Dataset records
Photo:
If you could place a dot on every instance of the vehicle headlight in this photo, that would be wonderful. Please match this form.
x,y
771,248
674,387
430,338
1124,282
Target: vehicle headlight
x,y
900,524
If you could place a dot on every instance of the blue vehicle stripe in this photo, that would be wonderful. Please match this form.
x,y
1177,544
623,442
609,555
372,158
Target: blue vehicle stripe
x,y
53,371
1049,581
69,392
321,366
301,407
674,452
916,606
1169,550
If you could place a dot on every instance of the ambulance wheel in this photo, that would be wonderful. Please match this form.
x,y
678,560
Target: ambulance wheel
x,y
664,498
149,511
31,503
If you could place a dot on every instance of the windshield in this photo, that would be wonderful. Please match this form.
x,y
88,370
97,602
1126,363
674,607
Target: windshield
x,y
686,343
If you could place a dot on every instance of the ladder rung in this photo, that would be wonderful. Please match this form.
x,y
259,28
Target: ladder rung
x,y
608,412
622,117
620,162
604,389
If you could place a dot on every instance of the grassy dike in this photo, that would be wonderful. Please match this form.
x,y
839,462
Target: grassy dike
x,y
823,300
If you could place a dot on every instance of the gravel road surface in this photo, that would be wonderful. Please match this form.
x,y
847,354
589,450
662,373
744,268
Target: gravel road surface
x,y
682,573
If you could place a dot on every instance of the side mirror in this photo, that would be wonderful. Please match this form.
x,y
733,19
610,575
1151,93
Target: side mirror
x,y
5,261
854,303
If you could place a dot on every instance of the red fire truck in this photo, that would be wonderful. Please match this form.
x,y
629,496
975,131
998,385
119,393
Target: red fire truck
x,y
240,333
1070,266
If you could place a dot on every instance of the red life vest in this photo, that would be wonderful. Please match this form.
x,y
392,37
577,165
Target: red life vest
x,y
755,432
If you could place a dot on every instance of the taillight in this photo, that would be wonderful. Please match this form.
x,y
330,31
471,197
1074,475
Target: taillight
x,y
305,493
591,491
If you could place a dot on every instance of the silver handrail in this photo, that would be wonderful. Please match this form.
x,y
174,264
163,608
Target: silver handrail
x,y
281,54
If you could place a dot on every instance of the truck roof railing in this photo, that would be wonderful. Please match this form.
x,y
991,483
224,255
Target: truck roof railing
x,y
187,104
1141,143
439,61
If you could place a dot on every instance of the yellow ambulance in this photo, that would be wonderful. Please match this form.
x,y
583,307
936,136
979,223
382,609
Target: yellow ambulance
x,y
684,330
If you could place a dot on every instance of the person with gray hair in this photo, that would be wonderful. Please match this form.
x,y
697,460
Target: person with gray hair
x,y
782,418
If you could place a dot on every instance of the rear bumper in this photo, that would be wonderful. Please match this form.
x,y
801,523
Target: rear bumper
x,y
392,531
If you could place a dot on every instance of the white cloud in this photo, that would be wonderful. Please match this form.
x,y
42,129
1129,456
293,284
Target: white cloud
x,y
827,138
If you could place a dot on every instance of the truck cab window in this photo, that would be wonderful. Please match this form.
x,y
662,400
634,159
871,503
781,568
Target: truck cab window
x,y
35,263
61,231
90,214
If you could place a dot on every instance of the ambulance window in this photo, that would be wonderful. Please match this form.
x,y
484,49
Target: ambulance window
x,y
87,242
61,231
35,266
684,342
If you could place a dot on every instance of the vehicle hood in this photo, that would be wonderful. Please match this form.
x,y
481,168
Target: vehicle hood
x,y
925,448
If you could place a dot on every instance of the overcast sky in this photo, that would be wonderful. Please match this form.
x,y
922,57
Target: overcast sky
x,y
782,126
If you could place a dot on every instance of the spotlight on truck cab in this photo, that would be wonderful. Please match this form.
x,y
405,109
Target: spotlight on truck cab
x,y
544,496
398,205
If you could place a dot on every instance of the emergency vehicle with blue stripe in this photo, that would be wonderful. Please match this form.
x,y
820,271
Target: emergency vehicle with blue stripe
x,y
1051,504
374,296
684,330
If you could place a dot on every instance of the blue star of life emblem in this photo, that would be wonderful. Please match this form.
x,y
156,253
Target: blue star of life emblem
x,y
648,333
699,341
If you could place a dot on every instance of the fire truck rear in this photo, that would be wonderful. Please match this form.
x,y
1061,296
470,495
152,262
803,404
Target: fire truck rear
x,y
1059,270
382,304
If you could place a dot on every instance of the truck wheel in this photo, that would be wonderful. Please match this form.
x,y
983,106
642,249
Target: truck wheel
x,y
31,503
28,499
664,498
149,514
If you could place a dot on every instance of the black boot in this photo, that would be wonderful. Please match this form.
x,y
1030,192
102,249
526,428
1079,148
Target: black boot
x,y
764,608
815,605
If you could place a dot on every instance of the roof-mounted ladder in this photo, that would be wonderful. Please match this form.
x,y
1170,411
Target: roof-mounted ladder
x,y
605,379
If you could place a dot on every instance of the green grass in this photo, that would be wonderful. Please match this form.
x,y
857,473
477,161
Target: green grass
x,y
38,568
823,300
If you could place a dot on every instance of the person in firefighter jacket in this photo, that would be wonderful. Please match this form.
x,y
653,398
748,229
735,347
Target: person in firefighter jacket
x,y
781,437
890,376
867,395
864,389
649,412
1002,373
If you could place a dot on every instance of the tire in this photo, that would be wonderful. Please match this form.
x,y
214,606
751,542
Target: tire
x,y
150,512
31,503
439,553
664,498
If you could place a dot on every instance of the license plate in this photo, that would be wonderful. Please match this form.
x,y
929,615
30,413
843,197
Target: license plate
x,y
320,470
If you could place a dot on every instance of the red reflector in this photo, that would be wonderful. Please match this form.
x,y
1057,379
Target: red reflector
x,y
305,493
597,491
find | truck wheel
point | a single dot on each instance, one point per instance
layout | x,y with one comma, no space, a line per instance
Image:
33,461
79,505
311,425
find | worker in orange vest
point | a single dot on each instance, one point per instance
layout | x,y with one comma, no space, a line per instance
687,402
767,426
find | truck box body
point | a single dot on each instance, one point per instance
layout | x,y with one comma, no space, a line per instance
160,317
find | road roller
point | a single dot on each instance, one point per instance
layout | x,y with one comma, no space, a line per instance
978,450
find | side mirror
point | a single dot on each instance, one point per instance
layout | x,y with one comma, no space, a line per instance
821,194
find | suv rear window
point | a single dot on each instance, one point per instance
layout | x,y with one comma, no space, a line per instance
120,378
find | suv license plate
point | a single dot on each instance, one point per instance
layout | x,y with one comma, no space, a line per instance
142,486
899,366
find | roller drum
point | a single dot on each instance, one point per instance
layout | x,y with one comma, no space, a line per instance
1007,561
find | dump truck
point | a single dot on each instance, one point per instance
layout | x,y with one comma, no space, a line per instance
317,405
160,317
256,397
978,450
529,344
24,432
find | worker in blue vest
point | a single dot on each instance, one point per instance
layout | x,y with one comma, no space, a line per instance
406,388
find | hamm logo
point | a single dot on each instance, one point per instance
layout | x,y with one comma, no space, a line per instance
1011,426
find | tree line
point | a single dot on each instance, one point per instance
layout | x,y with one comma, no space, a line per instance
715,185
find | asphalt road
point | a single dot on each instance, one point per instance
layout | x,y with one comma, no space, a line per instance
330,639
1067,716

§ **Task statement**
Return every line from the entries above that contains the word "worker".

§ **Written answer**
find | worker in orange vest
find | worker in blue vest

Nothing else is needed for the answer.